About this exercise – Give back the full listing, exactly as it is.

╭──

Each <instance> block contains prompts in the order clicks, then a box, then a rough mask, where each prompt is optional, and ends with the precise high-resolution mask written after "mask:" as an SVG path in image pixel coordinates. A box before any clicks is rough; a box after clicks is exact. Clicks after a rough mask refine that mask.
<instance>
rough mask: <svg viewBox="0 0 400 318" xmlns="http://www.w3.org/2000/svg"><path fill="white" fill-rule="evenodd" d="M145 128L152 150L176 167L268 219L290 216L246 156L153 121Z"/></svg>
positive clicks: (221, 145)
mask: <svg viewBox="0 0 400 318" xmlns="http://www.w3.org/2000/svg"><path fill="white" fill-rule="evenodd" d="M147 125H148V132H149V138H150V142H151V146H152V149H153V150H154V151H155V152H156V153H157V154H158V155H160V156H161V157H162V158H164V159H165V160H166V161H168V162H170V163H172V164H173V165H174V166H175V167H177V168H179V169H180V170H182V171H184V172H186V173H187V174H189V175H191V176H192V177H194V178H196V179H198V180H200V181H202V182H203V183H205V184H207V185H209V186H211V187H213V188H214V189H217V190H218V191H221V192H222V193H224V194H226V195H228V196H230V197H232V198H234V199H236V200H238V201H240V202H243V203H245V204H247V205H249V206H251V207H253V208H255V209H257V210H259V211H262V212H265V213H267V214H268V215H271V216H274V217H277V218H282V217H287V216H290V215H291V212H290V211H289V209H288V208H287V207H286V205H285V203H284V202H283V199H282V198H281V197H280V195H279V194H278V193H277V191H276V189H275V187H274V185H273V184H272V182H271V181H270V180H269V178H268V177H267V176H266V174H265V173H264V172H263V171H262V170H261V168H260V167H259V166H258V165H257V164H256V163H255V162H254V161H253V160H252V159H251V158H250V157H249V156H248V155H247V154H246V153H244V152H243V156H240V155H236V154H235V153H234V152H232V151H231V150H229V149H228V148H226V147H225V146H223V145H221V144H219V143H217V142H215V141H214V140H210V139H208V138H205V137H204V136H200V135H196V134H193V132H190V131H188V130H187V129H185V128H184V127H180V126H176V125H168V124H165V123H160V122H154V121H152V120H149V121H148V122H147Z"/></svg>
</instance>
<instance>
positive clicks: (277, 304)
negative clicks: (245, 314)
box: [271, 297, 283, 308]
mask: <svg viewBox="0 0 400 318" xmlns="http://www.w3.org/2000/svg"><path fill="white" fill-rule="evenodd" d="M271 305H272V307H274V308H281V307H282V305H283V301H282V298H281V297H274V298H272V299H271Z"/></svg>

╰──

Result below –
Each <instance> block contains prompts in the order clicks, then a box, then a rough mask, where each prompt is optional, and ends with the precise high-resolution mask written after "mask:" as an SVG path in image pixel coordinates. A box before any clicks is rough; a box after clicks is exact. Clicks after a rough mask refine that mask.
<instance>
rough mask: <svg viewBox="0 0 400 318" xmlns="http://www.w3.org/2000/svg"><path fill="white" fill-rule="evenodd" d="M145 128L152 150L176 167L268 219L290 216L246 156L153 121Z"/></svg>
positive clicks: (221, 145)
mask: <svg viewBox="0 0 400 318" xmlns="http://www.w3.org/2000/svg"><path fill="white" fill-rule="evenodd" d="M147 125H148V132H149V138H150V142H151V146H152V149H153V150H154V151H155V152H156V153H157V154H158V155H160V156H161V157H162V158H164V159H165V160H166V161H168V162H170V163H172V164H173V165H174V166H175V167H177V168H179V169H180V170H182V171H184V172H186V173H187V174H189V175H191V176H192V177H194V178H196V179H198V180H200V181H202V182H203V183H205V184H207V185H209V186H211V187H213V188H214V189H217V190H218V191H221V192H222V193H224V194H226V195H228V196H230V197H232V198H234V199H236V200H238V201H240V202H243V203H245V204H247V205H249V206H251V207H253V208H255V209H257V210H259V211H262V212H265V213H267V214H268V215H271V216H274V217H277V218H282V217H287V216H290V215H291V212H290V211H289V209H288V208H287V207H286V205H285V203H284V202H283V199H282V198H281V197H280V195H279V194H278V193H277V191H276V189H275V187H274V185H273V184H272V182H271V181H270V180H269V178H268V177H267V176H266V174H265V173H264V172H263V171H262V170H261V168H260V167H259V166H258V165H257V164H256V163H255V162H254V161H253V160H252V159H251V158H250V157H249V156H248V155H247V154H246V153H244V152H243V156H240V155H236V154H235V153H234V152H232V151H231V150H229V149H228V148H226V147H225V146H223V145H221V144H219V143H217V142H215V141H214V140H210V139H208V138H205V137H204V136H200V135H196V134H193V132H190V131H188V130H187V129H185V128H184V127H180V126H176V125H168V124H165V123H160V122H154V121H152V120H149V121H148V122H147Z"/></svg>
</instance>
<instance>
positive clicks: (277, 304)
negative clicks: (245, 314)
box: [271, 297, 283, 308]
mask: <svg viewBox="0 0 400 318" xmlns="http://www.w3.org/2000/svg"><path fill="white" fill-rule="evenodd" d="M271 305H272V307H274V308H281V307H282V305H283V301H282V298H281V297H274V298H272V299H271Z"/></svg>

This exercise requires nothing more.